(begin)

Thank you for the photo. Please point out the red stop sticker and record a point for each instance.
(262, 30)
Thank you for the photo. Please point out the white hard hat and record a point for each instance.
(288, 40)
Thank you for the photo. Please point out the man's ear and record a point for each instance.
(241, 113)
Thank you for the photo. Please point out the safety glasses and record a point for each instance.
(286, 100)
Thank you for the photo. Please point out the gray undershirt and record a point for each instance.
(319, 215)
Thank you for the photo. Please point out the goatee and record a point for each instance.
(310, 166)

(end)

## Work to do
Reproduce all of the items above with "instance" swapped for "occurrence" everywhere it occurs, leaving every other word as it is.

## Answer below
Thank you for the photo. Please point out the red stop sticker and record a point for each occurrence.
(262, 30)
Thank you for the photo. Please point out the white hard hat and record a point for each occurrence.
(288, 40)
Thank you for the photo. Please point out the man's ear and record a point for each occurrence.
(241, 113)
Thank you for the photo. Please point out the safety glasses and record a point for each occurrence.
(286, 100)
Thank you for the photo. Please point out the gray undershirt and record a point for each occurrence.
(319, 215)
Thank you for the photo. Please point out the goatee and record a point for each occurrence.
(310, 166)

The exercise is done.